Material to process Start Marker
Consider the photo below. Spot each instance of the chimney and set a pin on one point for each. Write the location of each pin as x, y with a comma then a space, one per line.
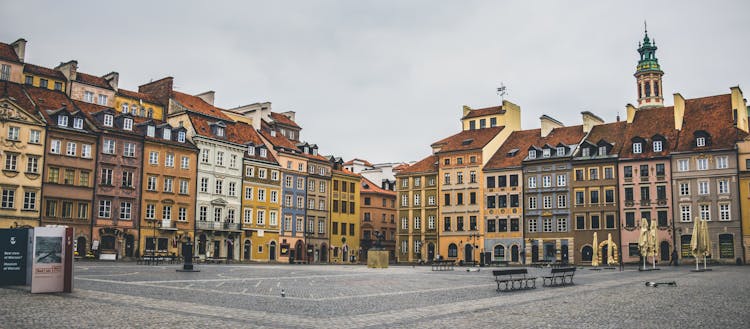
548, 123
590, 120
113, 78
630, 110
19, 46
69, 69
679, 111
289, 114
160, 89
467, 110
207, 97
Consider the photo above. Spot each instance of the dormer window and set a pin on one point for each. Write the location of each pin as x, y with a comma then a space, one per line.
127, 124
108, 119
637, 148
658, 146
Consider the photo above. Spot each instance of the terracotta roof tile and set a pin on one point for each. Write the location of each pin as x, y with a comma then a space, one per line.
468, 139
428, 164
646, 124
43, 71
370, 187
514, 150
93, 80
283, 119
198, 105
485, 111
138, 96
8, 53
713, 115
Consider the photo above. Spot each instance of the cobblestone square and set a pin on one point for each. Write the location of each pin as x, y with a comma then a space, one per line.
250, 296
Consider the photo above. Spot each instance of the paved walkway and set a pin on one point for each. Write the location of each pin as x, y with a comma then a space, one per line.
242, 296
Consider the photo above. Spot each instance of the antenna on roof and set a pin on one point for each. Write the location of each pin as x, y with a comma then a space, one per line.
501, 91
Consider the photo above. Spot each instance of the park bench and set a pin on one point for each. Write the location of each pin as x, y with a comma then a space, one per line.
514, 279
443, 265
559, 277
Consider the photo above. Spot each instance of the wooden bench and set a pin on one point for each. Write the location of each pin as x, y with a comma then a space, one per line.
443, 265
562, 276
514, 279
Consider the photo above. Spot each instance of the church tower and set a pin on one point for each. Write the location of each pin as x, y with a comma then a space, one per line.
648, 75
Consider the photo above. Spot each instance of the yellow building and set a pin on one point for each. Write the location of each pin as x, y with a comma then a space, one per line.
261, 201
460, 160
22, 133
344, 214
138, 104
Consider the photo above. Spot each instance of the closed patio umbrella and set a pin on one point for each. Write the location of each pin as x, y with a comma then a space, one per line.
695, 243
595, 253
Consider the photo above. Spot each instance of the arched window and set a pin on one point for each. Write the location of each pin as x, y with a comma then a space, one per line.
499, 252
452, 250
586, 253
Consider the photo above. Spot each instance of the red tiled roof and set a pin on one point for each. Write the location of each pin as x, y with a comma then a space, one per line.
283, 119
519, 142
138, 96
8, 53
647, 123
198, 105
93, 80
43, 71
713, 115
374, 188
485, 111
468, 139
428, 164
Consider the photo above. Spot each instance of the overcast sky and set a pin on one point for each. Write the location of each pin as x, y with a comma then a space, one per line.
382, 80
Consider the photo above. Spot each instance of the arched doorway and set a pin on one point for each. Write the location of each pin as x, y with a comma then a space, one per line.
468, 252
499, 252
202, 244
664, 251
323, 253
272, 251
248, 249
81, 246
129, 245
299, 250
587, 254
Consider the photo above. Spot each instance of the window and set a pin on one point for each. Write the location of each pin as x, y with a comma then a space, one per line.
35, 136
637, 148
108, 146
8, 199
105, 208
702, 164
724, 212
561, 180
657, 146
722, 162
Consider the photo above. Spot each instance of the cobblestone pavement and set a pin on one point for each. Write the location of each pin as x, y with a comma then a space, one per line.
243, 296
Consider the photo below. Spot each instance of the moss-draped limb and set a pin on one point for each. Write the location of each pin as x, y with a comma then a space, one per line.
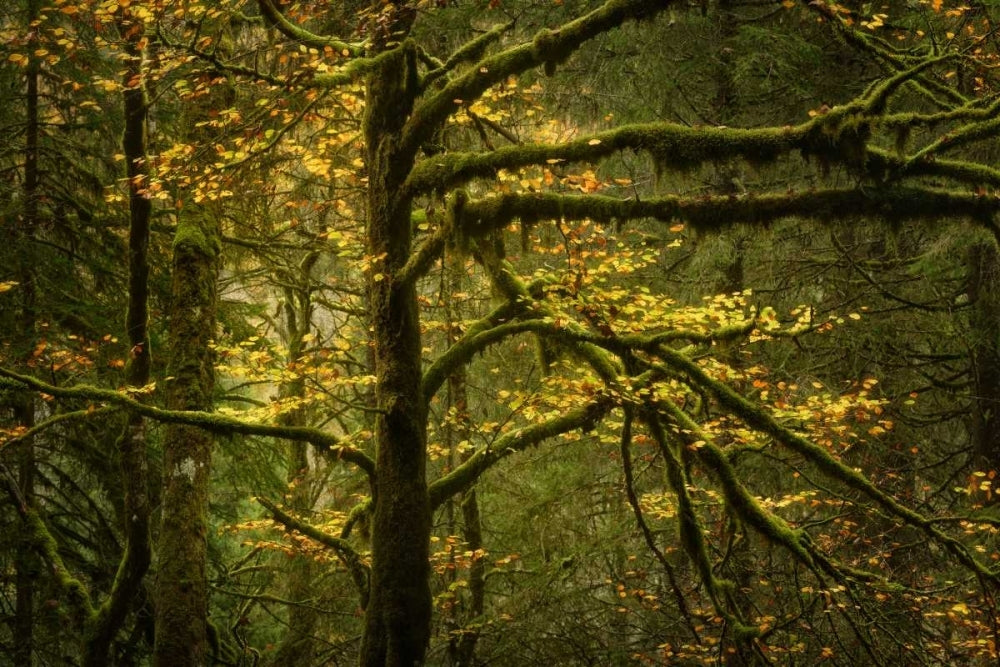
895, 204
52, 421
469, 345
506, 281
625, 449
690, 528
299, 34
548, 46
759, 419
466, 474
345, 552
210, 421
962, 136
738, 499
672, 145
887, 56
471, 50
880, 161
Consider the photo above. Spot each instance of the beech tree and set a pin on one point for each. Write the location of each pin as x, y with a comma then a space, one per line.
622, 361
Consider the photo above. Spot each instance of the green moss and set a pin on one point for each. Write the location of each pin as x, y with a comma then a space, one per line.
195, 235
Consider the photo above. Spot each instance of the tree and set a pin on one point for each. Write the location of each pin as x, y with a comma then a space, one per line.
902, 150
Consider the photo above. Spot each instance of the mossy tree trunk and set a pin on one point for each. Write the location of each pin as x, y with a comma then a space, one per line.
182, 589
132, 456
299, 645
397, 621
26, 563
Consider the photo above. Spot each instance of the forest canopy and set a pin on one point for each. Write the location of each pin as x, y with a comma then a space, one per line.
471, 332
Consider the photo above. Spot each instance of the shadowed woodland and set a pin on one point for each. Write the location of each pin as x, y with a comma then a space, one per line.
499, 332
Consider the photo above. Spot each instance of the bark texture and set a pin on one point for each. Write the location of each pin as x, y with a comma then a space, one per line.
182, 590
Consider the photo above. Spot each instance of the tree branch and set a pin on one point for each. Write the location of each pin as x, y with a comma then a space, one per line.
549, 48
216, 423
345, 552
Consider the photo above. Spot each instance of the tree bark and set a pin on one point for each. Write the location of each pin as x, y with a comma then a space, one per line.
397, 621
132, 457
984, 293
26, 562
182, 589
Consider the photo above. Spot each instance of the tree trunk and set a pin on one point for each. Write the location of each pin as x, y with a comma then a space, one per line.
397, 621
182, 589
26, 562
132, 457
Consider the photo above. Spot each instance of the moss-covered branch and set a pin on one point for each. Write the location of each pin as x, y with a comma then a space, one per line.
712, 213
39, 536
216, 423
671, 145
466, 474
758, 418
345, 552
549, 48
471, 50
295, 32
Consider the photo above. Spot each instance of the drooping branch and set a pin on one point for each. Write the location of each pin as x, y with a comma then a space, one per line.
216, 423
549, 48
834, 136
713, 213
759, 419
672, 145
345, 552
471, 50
Material to process End Marker
Material to process Start Marker
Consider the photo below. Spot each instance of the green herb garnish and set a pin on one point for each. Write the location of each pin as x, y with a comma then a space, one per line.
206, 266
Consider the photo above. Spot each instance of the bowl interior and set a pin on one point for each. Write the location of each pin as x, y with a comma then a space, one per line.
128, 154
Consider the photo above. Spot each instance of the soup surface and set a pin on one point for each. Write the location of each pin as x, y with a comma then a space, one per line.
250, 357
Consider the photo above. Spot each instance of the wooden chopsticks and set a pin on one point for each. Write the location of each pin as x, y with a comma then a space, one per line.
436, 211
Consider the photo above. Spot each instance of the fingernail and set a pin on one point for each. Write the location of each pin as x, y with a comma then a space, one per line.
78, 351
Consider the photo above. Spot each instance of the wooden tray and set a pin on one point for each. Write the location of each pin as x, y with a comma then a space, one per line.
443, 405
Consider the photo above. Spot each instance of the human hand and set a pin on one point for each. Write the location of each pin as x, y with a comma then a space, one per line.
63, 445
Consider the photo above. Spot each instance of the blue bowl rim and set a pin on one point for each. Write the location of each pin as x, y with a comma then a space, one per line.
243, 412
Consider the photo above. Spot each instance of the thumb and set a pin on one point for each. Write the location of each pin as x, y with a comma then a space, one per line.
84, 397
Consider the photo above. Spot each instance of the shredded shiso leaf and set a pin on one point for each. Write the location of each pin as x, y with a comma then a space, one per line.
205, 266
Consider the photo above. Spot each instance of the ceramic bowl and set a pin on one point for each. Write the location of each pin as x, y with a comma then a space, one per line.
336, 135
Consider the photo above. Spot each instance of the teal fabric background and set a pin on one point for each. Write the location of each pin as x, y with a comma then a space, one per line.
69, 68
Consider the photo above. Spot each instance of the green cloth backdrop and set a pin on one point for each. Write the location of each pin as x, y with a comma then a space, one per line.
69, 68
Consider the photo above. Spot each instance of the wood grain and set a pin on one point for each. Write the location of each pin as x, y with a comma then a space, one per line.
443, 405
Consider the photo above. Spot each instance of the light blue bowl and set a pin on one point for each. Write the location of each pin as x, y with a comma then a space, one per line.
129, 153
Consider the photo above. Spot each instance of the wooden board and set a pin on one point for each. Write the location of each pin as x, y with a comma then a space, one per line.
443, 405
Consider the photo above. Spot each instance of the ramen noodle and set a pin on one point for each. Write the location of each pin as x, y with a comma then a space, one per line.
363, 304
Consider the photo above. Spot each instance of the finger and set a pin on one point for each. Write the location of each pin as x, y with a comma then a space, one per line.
Material to process End Marker
== Exercise goal ==
Will you return exactly the lines above from the one with "Consider the photo above. Spot each instance of the ramen" down to the one with "Consider the photo above. Spot each instance of the finger and", counting both as part of the range?

== Response below ==
Consider the photo above. Spot each instance of the ramen noodle and set a pin on one point for each. Write the location of each pin as x, y with a comma then a space, one per line.
363, 304
Consider the photo above. Spot each instance of the finger and set a pin on one point for each. Write the location of each pin as x, y with a comma then a space, one per line.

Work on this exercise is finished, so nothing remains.